• [Dokumentauszug]
# Mod Loader programmieren



## JavaGamer (15. Jun 2014)

Hallo.

Ich habe mir mal ein kleines 2D-Game programmiert und möchte jetzt dafür eine Modding-API wie bei Minecraft es Forge ist programmieren. Jedoch habe ich keine Ahnung wie ich anfangen soll, also wie ich mein Spiel dazu bringe dass es mein ModLoader lädt ohne dass ich dafür mein Spiel abändern muss. Also halt so wie bei FML und Forge, dass alles geladen wird aber halt Mojang dafür nichts an deren Code ändern müssen damit das geladen werden kann.
Und ja, ich habe bereits in den Source-Code von FML und Forge hineingeschaut, aber dieser macht mich nur noch ratloser.

Ich hoffe ihr könnt mir dabei helfen.
JavaGamer


----------



## Gucky (15. Jun 2014)

Was ist jetzt deine Frage? Wie du deine schon fertigen Mods in dein Spiel bekommst oder wie du es hinbekommst, dass dein Spiel "Modable" wird?


----------



## JavaGamer (15. Jun 2014)

Gucky hat gesagt.:


> Was ist jetzt deine Frage? Wie du deine schon fertigen Mods in dein Spiel bekommst oder wie du es hinbekommst, dass dein Spiel "Modable" wird?

• [Aufgabenstellung a]
Schreiben Sie aus dem Forumsthread zum Mod-Loader oben den Abschnitt von „Ich habe mir“ bis einschließlich „mir dabei helfen.“ wortgetreu ab.

• [Bereitgestellte Datensätze]

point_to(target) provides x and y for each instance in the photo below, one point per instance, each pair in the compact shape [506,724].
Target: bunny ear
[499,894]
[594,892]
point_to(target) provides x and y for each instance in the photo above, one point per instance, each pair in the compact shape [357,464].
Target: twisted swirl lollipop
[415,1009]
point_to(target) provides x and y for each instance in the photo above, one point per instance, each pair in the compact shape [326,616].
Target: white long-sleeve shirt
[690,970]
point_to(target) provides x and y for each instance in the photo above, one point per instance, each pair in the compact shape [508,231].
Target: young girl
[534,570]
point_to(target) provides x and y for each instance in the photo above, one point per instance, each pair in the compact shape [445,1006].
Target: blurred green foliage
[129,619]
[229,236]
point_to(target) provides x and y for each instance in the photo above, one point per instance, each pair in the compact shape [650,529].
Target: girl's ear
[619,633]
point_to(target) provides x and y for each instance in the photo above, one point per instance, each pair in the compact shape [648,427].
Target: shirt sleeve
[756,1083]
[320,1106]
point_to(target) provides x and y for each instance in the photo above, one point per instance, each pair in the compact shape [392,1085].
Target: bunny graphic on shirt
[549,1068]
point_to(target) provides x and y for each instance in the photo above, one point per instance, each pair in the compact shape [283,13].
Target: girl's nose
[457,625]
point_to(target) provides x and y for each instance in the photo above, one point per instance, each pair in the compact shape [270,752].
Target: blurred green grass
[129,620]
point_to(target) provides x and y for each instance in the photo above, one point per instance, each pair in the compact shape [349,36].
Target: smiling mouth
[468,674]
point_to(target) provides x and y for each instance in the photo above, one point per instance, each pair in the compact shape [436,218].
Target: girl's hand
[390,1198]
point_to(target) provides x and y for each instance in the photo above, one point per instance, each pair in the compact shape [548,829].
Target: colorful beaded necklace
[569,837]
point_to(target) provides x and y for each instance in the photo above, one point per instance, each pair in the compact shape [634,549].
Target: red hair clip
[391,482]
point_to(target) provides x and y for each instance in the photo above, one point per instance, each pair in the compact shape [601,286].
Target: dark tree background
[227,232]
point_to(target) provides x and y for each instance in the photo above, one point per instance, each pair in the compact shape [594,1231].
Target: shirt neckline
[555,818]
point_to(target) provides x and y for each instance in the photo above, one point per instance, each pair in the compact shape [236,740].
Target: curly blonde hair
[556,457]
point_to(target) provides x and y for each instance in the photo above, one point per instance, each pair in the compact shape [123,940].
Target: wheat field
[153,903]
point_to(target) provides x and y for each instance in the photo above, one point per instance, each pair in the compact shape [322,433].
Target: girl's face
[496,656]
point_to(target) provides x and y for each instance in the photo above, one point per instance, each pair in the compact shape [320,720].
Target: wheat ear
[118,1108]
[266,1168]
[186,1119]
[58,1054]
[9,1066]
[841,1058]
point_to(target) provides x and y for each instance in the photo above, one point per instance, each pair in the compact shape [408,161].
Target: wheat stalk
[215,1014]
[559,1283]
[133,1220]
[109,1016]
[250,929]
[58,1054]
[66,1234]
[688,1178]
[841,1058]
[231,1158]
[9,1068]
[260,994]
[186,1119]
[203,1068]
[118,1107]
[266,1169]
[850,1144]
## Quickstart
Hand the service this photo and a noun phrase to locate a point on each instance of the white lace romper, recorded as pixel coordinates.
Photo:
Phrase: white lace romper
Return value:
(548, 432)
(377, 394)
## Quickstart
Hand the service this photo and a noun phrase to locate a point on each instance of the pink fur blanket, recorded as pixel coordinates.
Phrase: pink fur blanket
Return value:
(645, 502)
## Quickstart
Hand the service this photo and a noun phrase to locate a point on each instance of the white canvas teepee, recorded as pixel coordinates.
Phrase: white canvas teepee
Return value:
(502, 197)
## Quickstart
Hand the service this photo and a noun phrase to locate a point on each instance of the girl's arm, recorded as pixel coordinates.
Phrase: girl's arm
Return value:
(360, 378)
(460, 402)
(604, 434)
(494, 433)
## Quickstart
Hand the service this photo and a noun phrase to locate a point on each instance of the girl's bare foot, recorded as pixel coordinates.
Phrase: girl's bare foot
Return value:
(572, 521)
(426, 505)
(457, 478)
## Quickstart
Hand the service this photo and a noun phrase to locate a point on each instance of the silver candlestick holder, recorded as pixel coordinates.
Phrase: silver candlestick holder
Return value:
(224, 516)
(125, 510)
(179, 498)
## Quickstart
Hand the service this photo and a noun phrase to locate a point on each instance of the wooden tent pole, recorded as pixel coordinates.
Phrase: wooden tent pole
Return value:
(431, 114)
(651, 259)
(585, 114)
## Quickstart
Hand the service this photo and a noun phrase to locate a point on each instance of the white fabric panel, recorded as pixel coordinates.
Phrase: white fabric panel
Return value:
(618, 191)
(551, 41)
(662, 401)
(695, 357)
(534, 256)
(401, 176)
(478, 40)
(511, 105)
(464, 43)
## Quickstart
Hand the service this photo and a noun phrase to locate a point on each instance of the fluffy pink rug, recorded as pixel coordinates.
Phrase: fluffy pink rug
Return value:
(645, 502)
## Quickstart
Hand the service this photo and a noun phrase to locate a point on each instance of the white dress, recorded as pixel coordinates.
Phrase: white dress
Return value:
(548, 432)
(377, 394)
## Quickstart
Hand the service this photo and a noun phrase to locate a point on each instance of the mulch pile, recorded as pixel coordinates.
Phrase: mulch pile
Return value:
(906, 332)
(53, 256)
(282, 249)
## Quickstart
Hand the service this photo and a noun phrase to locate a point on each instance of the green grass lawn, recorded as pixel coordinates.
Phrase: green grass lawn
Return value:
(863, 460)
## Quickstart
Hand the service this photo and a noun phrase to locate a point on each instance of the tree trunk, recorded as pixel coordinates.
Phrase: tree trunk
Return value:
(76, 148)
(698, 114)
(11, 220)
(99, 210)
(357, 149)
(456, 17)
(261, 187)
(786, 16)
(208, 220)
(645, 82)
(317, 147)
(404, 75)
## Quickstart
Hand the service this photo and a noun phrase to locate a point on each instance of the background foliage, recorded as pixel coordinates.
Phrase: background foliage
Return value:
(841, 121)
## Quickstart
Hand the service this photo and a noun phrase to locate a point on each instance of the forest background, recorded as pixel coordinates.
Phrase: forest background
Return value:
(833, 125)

• [Aufgabenstellung b]
Zählen Sie, wie viele Zeilen der Datensätze oben die Zeichenfolge „background“ enthalten, wobei Groß- und Kleinschreibung zu beachten ist. Geben Sie nur die Zahl an.

• [Vollständige Ausgabe a]
Ich habe mir mal ein kleines 2D-Game programmiert und möchte jetzt dafür eine Modding-API wie bei Minecraft es Forge ist programmieren. Jedoch habe ich keine Ahnung wie ich anfangen soll, also wie ich mein Spiel dazu bringe dass es mein ModLoader lädt ohne dass ich dafür mein Spiel abändern muss. Also halt so wie bei FML und Forge, dass alles geladen wird aber halt Mojang dafür nichts an deren Code ändern müssen damit das geladen werden kann.
Und ja, ich habe bereits in den Source-Code von FML und Forge hineingeschaut, aber dieser macht mich nur noch ratloser.

Ich hoffe ihr könnt mir dabei helfen.

• [Vollständige Ausgabe b]
5